EXTRACTED INFORMATION Block Start

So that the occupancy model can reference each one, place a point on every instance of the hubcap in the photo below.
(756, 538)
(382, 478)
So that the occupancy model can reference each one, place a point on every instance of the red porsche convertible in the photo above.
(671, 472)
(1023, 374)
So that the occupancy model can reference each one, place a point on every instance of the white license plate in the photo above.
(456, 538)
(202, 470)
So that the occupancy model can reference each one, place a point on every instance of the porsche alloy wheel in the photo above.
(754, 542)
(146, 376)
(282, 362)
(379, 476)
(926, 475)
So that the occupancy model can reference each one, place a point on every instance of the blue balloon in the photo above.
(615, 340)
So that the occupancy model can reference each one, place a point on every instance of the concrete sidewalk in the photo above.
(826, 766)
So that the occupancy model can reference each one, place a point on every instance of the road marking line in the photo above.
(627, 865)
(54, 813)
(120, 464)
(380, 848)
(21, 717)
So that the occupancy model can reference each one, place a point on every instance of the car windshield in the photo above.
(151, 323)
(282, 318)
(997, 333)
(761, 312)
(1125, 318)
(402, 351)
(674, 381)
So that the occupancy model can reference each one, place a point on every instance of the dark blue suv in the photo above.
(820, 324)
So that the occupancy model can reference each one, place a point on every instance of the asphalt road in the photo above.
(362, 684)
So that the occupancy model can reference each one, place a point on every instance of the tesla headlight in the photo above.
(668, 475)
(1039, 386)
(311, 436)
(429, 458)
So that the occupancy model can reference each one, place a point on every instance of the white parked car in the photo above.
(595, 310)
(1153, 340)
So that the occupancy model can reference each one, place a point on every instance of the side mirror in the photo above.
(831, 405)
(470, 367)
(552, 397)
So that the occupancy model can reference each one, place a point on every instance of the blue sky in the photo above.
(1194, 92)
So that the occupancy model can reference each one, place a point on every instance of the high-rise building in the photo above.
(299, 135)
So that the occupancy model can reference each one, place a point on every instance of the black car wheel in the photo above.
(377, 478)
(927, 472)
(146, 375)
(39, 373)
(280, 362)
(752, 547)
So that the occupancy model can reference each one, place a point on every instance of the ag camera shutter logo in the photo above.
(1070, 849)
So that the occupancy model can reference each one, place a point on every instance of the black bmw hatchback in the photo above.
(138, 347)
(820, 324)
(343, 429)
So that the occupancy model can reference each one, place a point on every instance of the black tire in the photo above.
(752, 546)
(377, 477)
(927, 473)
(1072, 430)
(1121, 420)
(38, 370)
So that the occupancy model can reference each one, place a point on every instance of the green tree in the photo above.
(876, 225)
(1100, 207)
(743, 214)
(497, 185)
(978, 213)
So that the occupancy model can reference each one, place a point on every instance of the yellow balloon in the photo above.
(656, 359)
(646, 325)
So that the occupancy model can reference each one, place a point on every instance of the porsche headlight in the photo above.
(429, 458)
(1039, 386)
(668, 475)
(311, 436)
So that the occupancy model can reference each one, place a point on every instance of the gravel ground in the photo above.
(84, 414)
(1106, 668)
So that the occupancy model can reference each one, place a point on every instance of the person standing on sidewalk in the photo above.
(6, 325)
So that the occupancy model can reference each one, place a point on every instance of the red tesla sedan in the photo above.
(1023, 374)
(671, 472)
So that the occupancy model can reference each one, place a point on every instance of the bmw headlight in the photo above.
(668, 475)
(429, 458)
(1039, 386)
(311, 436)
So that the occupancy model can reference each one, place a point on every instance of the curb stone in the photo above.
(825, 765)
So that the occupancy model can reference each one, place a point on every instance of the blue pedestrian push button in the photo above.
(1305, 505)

EXTRACTED INFORMATION Block End

» WHAT YOU WILL DO: All of the material must be given again, exactly as it appears above.

» RESULT FOR THIS EXERCISE:
So that the occupancy model can reference each one, place a point on every instance of the hubcap in the photo below.
(756, 538)
(382, 478)
So that the occupancy model can reference each one, place a point on every instance of the red porsche convertible in the photo above.
(671, 472)
(1023, 374)
So that the occupancy model can reference each one, place a point on every instance of the white license plate in the photo above.
(456, 538)
(202, 470)
So that the occupancy model can reference each one, place a point on every instance of the porsche alloy wheel in the photo above.
(754, 542)
(146, 376)
(282, 362)
(379, 476)
(926, 475)
So that the occupancy model can reference each one, place a point on every instance of the blue balloon in the photo above.
(615, 340)
So that the occupancy model can reference each one, place a point on every instance of the concrete sidewalk in the photo above.
(826, 766)
So that the occupancy model can reference each one, place a point on every instance of the road marking line in the photo above.
(627, 865)
(54, 813)
(120, 464)
(380, 848)
(21, 717)
So that the occupancy model can reference each one, place a point on every instance of the car windshield in the photo above.
(151, 323)
(282, 318)
(997, 333)
(761, 312)
(1125, 318)
(402, 351)
(674, 381)
So that the occupancy model can reference each one, place a point on every instance of the dark blue suv in the photo above.
(820, 324)
So that the occupancy model can reference each one, place a point on every instance of the asphalt road in the photo above.
(362, 684)
So that the occupancy model can reference each one, place a point on every instance of the tesla headlight in the photo above.
(668, 475)
(1039, 386)
(311, 436)
(429, 458)
So that the occupancy model can reference each one, place a point on every instance of the white parked car in the photo above.
(595, 310)
(1153, 340)
So that the occupancy model can reference each one, place a point on every instance of the side mirror in the photo above.
(831, 405)
(470, 367)
(552, 397)
So that the occupancy model can reference each one, place a point on every instance of the blue sky in the photo above.
(1194, 92)
So that the occupancy model can reference each one, place a point on every instance of the high-rise building in the photo above.
(299, 135)
So that the occupancy model can reference each one, place a point on every instance of the black car wheel in the photo above.
(377, 478)
(927, 472)
(146, 375)
(39, 373)
(280, 362)
(752, 547)
So that the occupancy model can reference each one, place a point on every instance of the ag camera shutter logo in the photo above.
(1070, 849)
So that the occupancy model can reference each one, place a point on every instance of the black bmw hatchback in the photo above.
(138, 347)
(820, 324)
(343, 429)
So that the occupancy model can reference each one, place a point on every instance of the black tire in the photo above.
(752, 546)
(377, 477)
(927, 473)
(1072, 430)
(1121, 420)
(38, 370)
So that the occupancy model can reference each one, place a point on every instance of the green tree in the photo above.
(876, 225)
(1100, 207)
(743, 214)
(497, 185)
(978, 213)
So that the occupancy model can reference each one, place a point on every instance of the yellow balloon in the photo above.
(656, 359)
(646, 325)
So that the occupancy model can reference each one, place a point on every instance of the porsche headlight in the photo above.
(429, 458)
(1039, 386)
(668, 475)
(311, 436)
So that the occupancy model can reference each one, place a point on every instance of the gravel ground in the photo above.
(84, 414)
(1106, 668)
So that the occupancy model can reference each one, place a point on every instance of the person standing on sidewalk in the photo above.
(6, 325)
So that the occupancy model can reference each one, place a point on every instance of the red tesla sedan in the photo above.
(1023, 374)
(671, 472)
So that the occupancy model can reference each one, place a point on every instance of the bmw headlight in the photo above.
(668, 475)
(429, 458)
(1039, 386)
(311, 436)
So that the occupancy model can reference each one, place a point on every instance of the curb stone in the photo above.
(825, 765)
So that the occupancy model can reference each one, place a point on every instance of the blue pedestrian push button in the photo above.
(1305, 505)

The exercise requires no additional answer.